Please reproduce word for word the passage of the article on Christopher Wray's Senate testimony below, from "Unlike the Biden" to "the ongoing war.".

## Start EXTRACTED TEXT

FBI director Christopher Wray testifies before a Senate Homeland Security and Governmental Affairs hearing
By: Andrew C. McCarthy – nationalreview.com

Our David Zimmermann has reported on FBI Director Chris Wray’s acknowledgment in today’s Senate testimony that antisemitic threats are reaching historic highs. Wray has further testified that terrorist threats against the United States have also skyrocketed.

The increase is obviously triggered by the outbreak of war in the Middle East, which was started by jihadist proxies of Iran, which — as even the Biden State Department acknowledges — has been a vigorous state sponsor of anti-American and anti-Israeli terrorism for over 40 years. You’d think it might be a huge story, then, that those proxies have killed 33 Americans, abducted ten others, trapped hundreds of other Americans in Gaza, and attempted over two dozen attacks on U.S. forces in the region.

Nope.

As Fox News reports, after noting that the threat of terrorism had been elevated this year even before October 7, when Hamas launched its war on Israel, that war “has raised the threat of attack against Americans in the United States to a whole other level.”

Unlike the Biden White House, Wray did not mince words about Iran, noting that both Hamas and Hezbollah are Iranian terrorist proxies, and that their history raises the specter of “those groups’ intentions here in the United States” in light of the ongoing war.

I am grateful that Director Wray is sounding the alarm, but there has not been nearly enough attention in the media to anti-American jihadist terrorism. While the murder of over 1,400 Israelis is the most significant and defining element of the October 7 savagery, it was also — as Charlie powerfully observed yesterday — one of the most significant terrorist attacks against Americans . . . ever.

## End EXTRACTED TEXT
## Start INFORMATION SHOWN

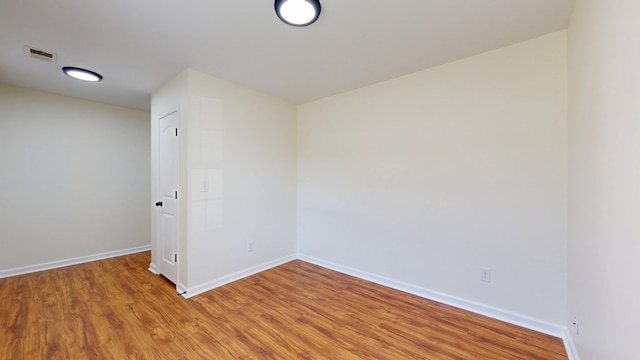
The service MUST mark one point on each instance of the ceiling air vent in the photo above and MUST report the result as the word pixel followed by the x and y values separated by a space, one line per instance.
pixel 40 54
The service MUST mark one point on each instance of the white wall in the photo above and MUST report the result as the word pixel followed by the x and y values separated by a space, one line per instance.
pixel 604 178
pixel 244 144
pixel 74 178
pixel 426 178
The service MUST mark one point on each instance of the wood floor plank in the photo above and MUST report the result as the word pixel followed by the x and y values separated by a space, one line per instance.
pixel 116 309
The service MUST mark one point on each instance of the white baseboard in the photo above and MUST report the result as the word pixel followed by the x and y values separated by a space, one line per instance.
pixel 154 269
pixel 210 285
pixel 482 309
pixel 68 262
pixel 570 345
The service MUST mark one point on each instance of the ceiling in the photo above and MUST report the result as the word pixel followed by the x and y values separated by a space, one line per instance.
pixel 137 45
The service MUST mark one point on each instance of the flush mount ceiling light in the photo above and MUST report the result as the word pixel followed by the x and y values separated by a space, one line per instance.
pixel 82 74
pixel 298 12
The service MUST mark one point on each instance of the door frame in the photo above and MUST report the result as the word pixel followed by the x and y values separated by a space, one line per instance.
pixel 155 194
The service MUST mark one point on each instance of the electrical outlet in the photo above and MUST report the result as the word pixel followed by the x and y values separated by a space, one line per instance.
pixel 485 274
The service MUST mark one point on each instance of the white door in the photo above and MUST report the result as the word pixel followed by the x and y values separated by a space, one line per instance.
pixel 168 192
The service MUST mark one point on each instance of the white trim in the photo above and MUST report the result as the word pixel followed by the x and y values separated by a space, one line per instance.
pixel 181 288
pixel 73 261
pixel 210 285
pixel 154 269
pixel 572 350
pixel 478 308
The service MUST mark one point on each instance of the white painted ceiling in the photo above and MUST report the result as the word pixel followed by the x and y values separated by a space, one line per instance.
pixel 137 45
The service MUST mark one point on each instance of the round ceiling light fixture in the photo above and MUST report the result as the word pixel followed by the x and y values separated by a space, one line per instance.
pixel 298 12
pixel 82 74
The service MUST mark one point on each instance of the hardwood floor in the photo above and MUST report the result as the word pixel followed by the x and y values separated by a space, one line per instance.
pixel 116 309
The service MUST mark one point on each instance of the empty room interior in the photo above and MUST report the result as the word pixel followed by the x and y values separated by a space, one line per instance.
pixel 392 180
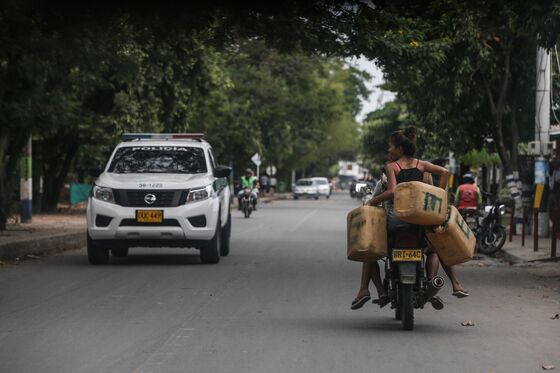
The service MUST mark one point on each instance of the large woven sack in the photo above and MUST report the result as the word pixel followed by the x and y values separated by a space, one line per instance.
pixel 420 203
pixel 453 241
pixel 367 234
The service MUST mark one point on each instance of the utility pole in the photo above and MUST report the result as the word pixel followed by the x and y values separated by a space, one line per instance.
pixel 542 142
pixel 26 184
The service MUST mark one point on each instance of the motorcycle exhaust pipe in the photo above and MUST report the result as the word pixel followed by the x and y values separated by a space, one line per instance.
pixel 434 286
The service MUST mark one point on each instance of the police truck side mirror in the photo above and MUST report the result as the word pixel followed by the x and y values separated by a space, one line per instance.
pixel 222 171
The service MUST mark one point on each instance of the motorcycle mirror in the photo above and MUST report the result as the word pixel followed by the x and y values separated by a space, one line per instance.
pixel 360 186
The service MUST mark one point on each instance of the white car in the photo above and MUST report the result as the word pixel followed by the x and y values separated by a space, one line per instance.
pixel 312 187
pixel 160 190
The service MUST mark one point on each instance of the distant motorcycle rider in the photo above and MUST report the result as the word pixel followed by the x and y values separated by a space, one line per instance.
pixel 468 194
pixel 250 181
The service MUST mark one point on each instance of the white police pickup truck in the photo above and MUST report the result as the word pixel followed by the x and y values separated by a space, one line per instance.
pixel 160 190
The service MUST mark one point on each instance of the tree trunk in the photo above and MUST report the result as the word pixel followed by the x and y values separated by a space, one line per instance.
pixel 11 147
pixel 514 138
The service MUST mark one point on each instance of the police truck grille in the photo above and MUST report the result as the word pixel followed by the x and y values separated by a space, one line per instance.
pixel 137 198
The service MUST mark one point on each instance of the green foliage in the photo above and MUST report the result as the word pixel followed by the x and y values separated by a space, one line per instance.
pixel 78 88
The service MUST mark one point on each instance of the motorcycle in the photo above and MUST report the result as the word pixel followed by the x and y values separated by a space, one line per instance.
pixel 405 280
pixel 490 234
pixel 247 202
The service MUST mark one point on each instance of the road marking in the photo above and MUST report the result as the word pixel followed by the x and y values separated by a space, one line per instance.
pixel 307 217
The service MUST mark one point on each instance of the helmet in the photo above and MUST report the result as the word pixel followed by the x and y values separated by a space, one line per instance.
pixel 468 178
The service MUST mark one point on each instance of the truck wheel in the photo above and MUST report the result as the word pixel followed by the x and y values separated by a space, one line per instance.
pixel 226 234
pixel 120 252
pixel 210 253
pixel 97 253
pixel 407 306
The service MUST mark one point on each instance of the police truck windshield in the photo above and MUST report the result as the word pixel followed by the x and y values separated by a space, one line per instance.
pixel 158 159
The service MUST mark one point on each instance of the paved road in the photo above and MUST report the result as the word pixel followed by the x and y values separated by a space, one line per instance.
pixel 278 303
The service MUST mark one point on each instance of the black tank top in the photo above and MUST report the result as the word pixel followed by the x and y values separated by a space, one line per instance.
pixel 409 174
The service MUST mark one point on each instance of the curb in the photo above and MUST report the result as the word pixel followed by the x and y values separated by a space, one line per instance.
pixel 43 245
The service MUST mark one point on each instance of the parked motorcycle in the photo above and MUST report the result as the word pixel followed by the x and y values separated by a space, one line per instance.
pixel 490 233
pixel 405 279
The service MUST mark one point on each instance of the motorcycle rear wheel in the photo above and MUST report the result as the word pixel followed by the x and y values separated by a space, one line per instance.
pixel 497 241
pixel 406 294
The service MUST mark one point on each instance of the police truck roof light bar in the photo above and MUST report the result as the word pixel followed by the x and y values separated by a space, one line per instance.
pixel 162 136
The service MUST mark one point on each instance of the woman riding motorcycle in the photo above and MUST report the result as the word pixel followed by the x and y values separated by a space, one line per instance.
pixel 403 167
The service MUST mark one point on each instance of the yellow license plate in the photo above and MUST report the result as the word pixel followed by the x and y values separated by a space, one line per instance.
pixel 149 216
pixel 407 255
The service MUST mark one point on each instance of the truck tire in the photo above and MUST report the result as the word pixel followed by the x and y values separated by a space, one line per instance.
pixel 98 254
pixel 210 253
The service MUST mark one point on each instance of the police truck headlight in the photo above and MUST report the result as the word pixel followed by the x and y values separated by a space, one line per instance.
pixel 200 194
pixel 103 194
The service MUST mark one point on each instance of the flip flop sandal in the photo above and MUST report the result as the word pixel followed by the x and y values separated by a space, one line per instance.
pixel 359 302
pixel 382 301
pixel 461 294
pixel 436 302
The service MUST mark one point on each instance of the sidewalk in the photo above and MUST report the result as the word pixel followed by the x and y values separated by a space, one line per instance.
pixel 46 234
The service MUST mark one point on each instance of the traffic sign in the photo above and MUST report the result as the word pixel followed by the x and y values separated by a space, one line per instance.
pixel 256 159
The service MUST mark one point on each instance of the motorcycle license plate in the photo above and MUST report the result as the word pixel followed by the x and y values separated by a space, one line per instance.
pixel 407 255
pixel 149 216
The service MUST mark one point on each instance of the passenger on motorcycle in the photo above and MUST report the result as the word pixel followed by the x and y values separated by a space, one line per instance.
pixel 403 167
pixel 248 181
pixel 468 194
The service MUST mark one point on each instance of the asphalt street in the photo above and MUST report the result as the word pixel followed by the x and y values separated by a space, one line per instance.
pixel 279 303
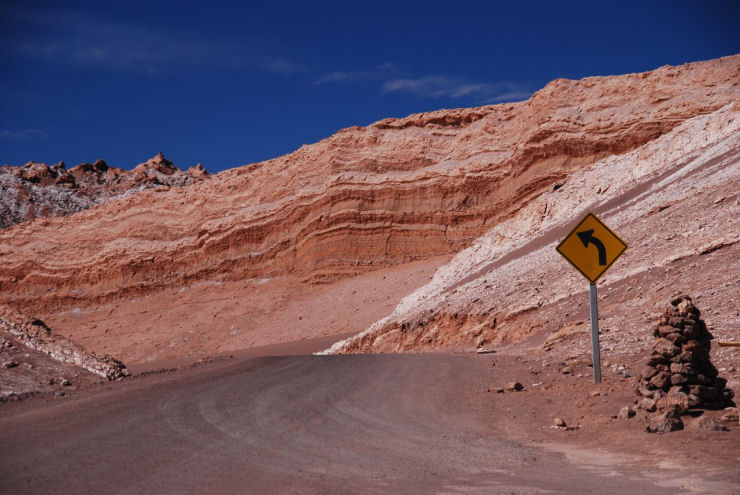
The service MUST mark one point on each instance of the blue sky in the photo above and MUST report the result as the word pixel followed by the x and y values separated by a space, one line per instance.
pixel 228 84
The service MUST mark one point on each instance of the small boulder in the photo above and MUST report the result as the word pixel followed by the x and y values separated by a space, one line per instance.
pixel 664 423
pixel 647 404
pixel 730 414
pixel 514 387
pixel 626 412
pixel 707 423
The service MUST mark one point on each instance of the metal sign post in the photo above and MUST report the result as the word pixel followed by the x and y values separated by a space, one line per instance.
pixel 591 247
pixel 595 335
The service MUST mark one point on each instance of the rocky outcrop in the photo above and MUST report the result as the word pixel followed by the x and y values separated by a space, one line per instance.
pixel 39 190
pixel 34 334
pixel 671 199
pixel 395 191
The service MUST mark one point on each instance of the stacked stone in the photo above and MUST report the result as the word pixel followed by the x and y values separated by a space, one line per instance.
pixel 679 374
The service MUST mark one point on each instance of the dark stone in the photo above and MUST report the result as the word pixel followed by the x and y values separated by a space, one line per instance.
pixel 647 404
pixel 664 423
pixel 678 379
pixel 666 348
pixel 662 380
pixel 648 372
pixel 706 423
pixel 514 387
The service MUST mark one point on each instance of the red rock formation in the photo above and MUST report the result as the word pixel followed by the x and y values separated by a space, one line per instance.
pixel 397 190
pixel 37 190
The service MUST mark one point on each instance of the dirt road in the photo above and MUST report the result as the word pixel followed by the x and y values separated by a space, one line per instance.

## End INFORMATION SHOWN

* RESULT
Unlike the Biden White House, Wray did not mince words about Iran, noting that both Hamas and Hezbollah are Iranian terrorist proxies, and that their history raises the specter of “those groups’ intentions here in the United States” in light of the ongoing war.